> [Request]
Can you write out the whole listing exactly?

[Point labeling dataset excerpts]

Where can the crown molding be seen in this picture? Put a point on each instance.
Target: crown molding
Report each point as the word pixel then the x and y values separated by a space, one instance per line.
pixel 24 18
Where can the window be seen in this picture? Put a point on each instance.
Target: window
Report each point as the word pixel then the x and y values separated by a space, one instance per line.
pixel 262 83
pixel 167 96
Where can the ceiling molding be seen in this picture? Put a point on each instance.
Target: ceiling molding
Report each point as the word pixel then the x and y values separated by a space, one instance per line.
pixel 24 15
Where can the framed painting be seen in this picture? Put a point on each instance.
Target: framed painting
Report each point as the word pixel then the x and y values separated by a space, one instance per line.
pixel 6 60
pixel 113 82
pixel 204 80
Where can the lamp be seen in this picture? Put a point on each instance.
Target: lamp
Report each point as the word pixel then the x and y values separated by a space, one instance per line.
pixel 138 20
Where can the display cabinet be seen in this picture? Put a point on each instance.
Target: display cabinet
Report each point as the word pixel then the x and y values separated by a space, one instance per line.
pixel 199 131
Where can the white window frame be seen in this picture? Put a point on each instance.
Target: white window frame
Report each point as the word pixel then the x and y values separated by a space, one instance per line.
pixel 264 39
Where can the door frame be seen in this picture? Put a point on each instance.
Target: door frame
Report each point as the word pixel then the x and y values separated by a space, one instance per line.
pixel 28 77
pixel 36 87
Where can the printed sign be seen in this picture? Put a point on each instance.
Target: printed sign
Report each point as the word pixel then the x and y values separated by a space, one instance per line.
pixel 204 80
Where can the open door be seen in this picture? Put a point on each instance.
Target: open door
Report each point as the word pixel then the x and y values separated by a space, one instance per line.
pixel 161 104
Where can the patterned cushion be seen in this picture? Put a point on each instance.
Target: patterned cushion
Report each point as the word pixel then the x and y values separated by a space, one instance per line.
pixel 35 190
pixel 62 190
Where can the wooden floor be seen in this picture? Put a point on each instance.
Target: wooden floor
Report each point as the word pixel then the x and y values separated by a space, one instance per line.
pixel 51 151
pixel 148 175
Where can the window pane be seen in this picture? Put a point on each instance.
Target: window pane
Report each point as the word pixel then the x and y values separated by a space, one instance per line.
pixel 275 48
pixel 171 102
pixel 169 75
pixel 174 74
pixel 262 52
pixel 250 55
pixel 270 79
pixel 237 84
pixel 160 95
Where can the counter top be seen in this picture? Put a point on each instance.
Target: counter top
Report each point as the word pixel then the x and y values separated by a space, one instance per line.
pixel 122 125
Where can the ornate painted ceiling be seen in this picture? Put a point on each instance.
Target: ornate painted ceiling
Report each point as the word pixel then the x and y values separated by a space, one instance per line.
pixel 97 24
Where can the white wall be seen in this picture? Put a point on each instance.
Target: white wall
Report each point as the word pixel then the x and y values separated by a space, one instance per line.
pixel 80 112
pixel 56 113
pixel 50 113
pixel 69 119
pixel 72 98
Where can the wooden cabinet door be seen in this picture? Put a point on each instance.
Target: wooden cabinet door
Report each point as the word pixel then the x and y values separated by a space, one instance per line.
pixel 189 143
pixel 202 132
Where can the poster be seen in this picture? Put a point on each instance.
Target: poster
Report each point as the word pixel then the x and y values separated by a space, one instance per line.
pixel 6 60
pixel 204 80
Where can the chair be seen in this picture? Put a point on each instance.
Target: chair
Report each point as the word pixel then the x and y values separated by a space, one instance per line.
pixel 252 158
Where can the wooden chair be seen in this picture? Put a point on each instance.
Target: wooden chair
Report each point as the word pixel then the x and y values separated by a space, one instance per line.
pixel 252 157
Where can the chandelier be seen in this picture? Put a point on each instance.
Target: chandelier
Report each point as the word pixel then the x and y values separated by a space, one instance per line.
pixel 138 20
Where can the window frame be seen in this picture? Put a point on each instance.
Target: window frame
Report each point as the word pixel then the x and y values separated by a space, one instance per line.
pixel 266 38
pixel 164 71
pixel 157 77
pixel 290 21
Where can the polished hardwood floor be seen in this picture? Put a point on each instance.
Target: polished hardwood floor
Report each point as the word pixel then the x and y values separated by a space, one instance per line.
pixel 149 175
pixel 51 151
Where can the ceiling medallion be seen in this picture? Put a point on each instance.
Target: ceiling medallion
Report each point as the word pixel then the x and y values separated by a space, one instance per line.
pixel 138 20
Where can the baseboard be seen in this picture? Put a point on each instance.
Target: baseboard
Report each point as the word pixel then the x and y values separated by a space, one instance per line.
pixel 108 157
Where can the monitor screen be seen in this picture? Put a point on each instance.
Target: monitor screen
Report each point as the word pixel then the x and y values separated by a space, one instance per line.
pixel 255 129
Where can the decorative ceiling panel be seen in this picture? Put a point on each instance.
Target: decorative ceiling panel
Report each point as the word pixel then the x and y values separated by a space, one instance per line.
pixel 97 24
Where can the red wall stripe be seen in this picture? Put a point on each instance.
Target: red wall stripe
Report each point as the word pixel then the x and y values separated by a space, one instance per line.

> [Solved exercise]
Where can the crown molding be seen in this picture? Put a point on each instance.
Target: crown molding
Report each point as the word pixel then the x and y values separated by a space, one instance per line.
pixel 24 18
Where can the window be seen in this picture? Put a point on each instance.
Target: window
Report each point as the word pixel then the x and y values separated by a space, one instance per line.
pixel 262 83
pixel 167 96
Where can the ceiling molding be seen in this picture? Put a point on each instance.
Target: ceiling molding
Report each point as the word pixel then the x and y values separated by a space, one instance per line.
pixel 24 15
Where can the framed painting be seen in this picture? Put a point on each instance.
Target: framed painting
Report each point as the word pixel then the x and y values separated by a space, one instance per line.
pixel 6 60
pixel 113 82
pixel 204 80
Where can the lamp be seen in this picture? Put a point on each instance.
Target: lamp
Report each point as the word pixel then the x and y values separated by a space, one instance per line.
pixel 138 20
Where can the display cabinet be seen in this picture? Put a point on each instance.
Target: display cabinet
Report each point as the word pixel then the x and y values separated by a space, one instance per line.
pixel 199 131
Where can the white window frame be seen in this picture? Put a point on each instance.
Target: white window frame
Report each point as the word pixel then the x and y values separated by a space, one instance per line.
pixel 264 39
Where can the door frame be seen in this picture? Put a point on each instance.
Target: door frame
Report each point as the word pixel then the x and y values separated by a space, one instance per line.
pixel 28 77
pixel 36 87
Where can the printed sign be seen in this picture? Put a point on each instance.
Target: printed sign
Report each point as the word pixel then the x and y values separated by a space, one instance per line.
pixel 204 80
Where can the open door be seen in this picture? Put a point on each instance.
Target: open door
Report each point as the word pixel then the x and y values separated by a space, one instance per line.
pixel 161 104
Where can the patterned cushion be seen in this picture? Put a point on each instance.
Target: patterned cushion
Report each point as the word pixel then the x and y values separated by a space, one instance per line.
pixel 35 190
pixel 62 190
Where can the wooden floor be seen in this picture? Put a point on each instance.
Target: wooden floor
Report each point as the word pixel then the x and y values separated by a space, one instance per line.
pixel 51 151
pixel 148 175
Where can the window pane be seen in this picture? Put a point on each instance.
Target: window pane
Report each point as the word pixel then the x and y values separated by a space, one instance per line.
pixel 275 48
pixel 171 102
pixel 169 75
pixel 174 74
pixel 262 52
pixel 250 55
pixel 270 79
pixel 237 84
pixel 160 95
Where can the counter top be seen in this picture? Put a point on each instance.
Target: counter top
Report each point as the word pixel then the x and y values separated by a space, one instance per line.
pixel 122 125
Where can the ornate painted ceiling be seen in this picture? Put a point on each instance.
Target: ornate painted ceiling
Report each point as the word pixel then the x and y values separated by a space, one instance per line.
pixel 97 24
Where can the white wall be seen in this picture? Put a point on each instance.
Target: white wall
Report each point as the word pixel then the x and y values separated by a space, one instance per line.
pixel 80 112
pixel 56 113
pixel 50 113
pixel 69 119
pixel 72 98
Where can the wooden cabinet door be seen in this picture? Put a point on each instance.
Target: wooden cabinet door
Report each point as the word pixel then the x and y values separated by a space, one instance per line.
pixel 189 143
pixel 202 132
Where can the poster be seen in this picture? Put a point on each instance.
Target: poster
Report each point as the word pixel then the x and y values separated by a space, one instance per line.
pixel 6 60
pixel 204 80
Where can the chair be seen in this picture? Put a point on each instance.
Target: chair
Report each point as the word pixel then the x and y values separated by a space, one instance per line.
pixel 252 158
Where can the wooden chair be seen in this picture? Put a point on each instance.
Target: wooden chair
Report each point as the word pixel then the x and y values separated by a space, one instance per line.
pixel 252 157
Where can the chandelier be seen in this picture? Put a point on each instance.
Target: chandelier
Report each point as the word pixel then the x and y values separated by a space, one instance per line.
pixel 138 20
Where can the window frame be seen in this picture? Put a point on each instance.
Target: window frame
Report each point as the word pixel then the x and y values separated by a space, one instance per line.
pixel 266 38
pixel 164 71
pixel 157 77
pixel 290 21
Where can the polished hardwood floor be seen in this picture? Put a point on each instance.
Target: polished hardwood floor
Report each point as the word pixel then the x and y values separated by a space, one instance per line.
pixel 149 175
pixel 51 151
Where can the ceiling medallion be seen in this picture? Put a point on each instance.
Target: ceiling medallion
Report each point as the word pixel then the x and y values separated by a space, one instance per line.
pixel 138 20
Where can the baseboard be seen in this picture? Put a point on each instance.
Target: baseboard
Report each point as the word pixel then the x and y values separated by a space, one instance per line.
pixel 108 157
Where can the monitor screen be seen in this picture? Put a point on each instance.
Target: monitor screen
Report each point as the word pixel then the x and y values separated by a space, one instance per line.
pixel 255 129
Where can the decorative ceiling panel be seen in this picture? Put a point on each instance.
Target: decorative ceiling panel
Report each point as the word pixel then the x and y values separated by a space, one instance per line.
pixel 97 24
Where can the red wall stripe be seen in this picture? Put a point on each instance.
Target: red wall stripe
Report each point as the word pixel then the x and y values separated by a space, one instance per line.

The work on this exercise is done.